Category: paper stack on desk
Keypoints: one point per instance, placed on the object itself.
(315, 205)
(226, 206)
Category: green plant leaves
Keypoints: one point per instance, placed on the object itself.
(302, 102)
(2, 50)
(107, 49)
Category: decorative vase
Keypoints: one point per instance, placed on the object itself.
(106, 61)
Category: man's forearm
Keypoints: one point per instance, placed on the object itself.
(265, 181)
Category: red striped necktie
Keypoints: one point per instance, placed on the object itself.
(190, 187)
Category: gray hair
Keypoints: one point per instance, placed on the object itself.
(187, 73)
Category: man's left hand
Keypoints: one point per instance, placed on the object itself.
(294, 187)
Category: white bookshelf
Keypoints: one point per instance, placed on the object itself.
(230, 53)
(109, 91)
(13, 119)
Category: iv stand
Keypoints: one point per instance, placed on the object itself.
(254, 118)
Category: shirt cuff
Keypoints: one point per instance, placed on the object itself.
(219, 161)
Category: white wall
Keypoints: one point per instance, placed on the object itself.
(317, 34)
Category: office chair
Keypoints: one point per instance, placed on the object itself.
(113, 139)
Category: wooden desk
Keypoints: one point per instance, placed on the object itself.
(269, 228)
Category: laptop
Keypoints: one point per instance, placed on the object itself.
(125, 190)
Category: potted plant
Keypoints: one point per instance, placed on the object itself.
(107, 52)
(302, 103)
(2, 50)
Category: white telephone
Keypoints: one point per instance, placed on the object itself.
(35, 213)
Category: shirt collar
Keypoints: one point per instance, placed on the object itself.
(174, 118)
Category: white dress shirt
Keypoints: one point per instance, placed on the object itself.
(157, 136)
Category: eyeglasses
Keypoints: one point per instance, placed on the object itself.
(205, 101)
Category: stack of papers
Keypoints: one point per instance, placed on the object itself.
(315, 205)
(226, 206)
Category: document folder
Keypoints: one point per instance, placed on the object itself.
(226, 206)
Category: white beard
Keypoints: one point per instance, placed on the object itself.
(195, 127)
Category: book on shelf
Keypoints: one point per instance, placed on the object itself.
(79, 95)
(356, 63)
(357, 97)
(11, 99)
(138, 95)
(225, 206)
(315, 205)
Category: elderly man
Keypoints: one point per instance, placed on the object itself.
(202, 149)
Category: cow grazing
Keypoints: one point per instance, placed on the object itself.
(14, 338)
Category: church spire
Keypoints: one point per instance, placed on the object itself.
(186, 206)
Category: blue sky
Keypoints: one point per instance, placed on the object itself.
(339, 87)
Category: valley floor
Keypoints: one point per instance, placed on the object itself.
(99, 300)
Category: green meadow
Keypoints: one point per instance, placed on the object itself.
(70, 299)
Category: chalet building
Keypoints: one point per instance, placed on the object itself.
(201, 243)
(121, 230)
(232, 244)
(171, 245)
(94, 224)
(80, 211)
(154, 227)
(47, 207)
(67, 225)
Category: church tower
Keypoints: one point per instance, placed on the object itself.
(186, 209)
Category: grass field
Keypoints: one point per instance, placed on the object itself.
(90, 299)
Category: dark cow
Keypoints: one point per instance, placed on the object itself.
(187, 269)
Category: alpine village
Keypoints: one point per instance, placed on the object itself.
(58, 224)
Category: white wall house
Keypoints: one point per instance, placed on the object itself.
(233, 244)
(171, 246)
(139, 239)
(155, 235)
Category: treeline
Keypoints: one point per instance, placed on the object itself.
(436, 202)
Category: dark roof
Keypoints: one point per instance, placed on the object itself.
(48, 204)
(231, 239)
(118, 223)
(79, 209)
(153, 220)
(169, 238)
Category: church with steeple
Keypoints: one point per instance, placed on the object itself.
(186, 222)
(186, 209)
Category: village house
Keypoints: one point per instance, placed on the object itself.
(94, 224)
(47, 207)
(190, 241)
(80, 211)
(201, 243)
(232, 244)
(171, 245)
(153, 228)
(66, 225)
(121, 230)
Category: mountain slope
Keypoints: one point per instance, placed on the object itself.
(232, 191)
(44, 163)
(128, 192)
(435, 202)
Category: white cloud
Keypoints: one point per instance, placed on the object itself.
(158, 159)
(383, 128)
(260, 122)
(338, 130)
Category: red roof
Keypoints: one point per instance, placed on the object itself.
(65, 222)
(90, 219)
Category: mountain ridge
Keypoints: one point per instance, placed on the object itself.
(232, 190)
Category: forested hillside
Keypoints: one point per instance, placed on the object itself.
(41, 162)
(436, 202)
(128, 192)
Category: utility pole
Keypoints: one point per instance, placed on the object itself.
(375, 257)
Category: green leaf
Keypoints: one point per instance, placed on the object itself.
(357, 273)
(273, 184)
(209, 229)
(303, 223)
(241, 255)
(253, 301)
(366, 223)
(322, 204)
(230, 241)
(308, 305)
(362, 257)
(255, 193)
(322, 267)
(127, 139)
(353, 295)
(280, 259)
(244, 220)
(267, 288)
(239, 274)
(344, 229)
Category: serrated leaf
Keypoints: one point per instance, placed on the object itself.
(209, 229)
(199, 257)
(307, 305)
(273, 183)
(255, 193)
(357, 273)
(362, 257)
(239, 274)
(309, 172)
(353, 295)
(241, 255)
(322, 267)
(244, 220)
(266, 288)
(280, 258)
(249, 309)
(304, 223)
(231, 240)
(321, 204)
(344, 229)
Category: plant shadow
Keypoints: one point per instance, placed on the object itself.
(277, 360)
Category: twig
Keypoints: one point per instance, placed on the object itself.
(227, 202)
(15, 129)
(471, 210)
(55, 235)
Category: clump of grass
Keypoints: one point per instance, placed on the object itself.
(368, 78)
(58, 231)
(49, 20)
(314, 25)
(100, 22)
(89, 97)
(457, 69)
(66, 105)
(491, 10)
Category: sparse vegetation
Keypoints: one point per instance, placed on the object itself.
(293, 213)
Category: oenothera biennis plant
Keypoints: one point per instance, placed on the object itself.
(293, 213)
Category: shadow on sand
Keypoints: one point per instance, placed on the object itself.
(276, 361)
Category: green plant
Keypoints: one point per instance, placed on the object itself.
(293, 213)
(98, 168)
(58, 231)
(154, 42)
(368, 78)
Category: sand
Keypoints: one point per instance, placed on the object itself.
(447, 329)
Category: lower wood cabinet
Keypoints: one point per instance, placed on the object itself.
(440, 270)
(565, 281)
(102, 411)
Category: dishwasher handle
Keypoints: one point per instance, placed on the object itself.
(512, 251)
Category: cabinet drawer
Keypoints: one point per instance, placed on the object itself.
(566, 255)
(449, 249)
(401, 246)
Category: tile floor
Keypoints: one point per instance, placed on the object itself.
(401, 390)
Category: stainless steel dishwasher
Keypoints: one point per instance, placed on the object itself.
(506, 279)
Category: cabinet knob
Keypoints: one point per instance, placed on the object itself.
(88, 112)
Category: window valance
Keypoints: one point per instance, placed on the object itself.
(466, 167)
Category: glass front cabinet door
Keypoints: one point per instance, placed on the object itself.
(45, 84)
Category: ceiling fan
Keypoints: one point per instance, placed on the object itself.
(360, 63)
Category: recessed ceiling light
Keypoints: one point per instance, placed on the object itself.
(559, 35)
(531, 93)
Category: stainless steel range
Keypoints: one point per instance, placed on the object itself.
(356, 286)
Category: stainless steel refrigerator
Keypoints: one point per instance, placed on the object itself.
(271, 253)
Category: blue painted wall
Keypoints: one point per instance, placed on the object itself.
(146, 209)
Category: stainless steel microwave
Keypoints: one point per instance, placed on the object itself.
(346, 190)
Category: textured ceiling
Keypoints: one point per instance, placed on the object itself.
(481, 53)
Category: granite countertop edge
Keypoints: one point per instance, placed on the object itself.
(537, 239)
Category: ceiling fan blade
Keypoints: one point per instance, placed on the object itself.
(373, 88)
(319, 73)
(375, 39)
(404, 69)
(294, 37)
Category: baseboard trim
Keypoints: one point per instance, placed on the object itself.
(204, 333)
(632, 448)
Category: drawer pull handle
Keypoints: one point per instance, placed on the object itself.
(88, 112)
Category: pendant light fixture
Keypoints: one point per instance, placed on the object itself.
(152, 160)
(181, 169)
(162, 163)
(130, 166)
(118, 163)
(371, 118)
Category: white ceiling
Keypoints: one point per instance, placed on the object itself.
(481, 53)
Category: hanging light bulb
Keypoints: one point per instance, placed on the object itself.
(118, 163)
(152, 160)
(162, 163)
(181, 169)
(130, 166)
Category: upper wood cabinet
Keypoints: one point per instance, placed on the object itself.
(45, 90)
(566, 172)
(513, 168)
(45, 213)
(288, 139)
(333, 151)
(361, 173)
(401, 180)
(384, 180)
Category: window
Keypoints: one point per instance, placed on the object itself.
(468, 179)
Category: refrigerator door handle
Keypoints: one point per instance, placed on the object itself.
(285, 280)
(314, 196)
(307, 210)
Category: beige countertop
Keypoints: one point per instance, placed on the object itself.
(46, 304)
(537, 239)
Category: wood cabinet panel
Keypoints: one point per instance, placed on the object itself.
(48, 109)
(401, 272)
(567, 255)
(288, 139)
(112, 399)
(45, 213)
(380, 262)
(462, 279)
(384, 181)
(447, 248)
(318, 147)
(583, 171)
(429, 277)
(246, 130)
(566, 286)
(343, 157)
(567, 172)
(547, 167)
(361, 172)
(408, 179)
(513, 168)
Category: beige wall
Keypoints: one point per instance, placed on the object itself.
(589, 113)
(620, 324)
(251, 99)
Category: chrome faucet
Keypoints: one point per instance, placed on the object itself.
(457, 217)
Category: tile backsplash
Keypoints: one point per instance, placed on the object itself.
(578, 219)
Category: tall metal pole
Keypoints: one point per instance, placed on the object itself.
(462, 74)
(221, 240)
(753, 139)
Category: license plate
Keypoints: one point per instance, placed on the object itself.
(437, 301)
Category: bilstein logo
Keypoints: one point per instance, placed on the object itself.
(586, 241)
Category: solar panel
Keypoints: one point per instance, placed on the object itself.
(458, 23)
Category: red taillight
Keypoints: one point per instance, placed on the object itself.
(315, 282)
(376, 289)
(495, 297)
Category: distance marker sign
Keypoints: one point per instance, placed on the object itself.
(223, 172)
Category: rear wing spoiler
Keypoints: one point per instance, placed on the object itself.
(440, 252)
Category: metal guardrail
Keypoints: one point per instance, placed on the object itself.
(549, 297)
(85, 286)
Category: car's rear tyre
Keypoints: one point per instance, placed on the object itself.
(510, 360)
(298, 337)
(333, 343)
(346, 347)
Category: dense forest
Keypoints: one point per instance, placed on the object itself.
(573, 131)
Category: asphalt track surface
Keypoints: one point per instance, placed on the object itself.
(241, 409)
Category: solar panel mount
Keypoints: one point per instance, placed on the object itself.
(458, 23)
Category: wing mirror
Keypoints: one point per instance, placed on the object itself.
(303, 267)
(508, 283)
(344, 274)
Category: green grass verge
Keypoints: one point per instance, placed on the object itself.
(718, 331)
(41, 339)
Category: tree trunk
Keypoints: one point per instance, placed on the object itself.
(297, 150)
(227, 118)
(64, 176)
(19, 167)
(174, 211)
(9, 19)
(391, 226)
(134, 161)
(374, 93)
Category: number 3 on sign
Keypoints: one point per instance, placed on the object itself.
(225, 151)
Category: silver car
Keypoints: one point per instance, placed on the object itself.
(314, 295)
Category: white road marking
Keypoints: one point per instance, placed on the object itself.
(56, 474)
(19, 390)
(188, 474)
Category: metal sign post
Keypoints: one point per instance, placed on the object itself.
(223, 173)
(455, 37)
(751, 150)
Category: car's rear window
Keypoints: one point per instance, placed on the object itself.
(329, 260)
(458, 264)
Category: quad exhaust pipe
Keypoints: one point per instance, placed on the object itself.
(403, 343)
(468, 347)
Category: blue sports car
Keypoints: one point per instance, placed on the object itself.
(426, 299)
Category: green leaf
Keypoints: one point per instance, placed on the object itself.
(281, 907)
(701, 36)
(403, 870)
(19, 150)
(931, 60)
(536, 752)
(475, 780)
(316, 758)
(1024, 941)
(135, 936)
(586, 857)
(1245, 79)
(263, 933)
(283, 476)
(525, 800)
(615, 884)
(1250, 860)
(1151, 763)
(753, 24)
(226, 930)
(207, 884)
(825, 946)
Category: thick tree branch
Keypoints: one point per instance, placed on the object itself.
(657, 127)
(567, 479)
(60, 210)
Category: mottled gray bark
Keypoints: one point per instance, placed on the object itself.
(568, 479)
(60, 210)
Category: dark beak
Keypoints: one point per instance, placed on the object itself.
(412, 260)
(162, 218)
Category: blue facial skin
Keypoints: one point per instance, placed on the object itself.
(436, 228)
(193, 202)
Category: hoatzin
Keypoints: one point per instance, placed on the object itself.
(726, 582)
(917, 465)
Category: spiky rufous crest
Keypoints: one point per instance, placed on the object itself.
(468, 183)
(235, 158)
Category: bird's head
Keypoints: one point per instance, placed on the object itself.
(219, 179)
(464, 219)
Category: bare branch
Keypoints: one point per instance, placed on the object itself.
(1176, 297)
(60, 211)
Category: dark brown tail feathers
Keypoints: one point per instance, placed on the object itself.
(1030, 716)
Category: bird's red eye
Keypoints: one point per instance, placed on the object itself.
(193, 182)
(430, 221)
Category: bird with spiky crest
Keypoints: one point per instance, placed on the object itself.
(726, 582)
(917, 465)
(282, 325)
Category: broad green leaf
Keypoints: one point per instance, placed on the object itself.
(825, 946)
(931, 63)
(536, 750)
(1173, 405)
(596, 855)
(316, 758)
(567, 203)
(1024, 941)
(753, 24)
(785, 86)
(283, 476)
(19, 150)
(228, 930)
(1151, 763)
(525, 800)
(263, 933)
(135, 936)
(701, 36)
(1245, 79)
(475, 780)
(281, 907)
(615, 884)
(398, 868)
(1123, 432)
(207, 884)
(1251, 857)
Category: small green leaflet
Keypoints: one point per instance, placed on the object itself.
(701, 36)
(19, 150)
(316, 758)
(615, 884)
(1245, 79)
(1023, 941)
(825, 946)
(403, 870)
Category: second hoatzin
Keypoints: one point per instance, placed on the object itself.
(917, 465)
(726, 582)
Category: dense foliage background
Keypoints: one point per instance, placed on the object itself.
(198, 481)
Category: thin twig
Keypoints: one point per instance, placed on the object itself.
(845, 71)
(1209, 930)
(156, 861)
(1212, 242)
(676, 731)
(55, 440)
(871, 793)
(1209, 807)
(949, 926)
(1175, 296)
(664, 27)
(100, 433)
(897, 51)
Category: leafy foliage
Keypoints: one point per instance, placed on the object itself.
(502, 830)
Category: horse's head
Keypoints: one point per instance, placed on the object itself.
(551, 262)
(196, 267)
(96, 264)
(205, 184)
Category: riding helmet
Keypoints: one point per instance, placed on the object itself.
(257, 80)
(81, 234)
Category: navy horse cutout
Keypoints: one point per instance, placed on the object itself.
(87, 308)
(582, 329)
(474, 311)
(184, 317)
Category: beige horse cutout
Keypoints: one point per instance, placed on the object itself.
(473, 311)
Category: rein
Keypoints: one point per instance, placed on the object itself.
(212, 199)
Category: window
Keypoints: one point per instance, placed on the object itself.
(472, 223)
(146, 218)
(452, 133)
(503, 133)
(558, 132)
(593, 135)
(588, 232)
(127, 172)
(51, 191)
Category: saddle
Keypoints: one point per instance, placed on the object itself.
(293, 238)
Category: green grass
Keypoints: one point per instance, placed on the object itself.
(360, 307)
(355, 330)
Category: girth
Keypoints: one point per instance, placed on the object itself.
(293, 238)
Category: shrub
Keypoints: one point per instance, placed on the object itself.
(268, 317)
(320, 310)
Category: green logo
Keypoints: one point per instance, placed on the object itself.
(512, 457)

**Exercise details**: Based on the entries above, please count how many lines contain the string "grass", and reply with the figure only.

**Reply**: 4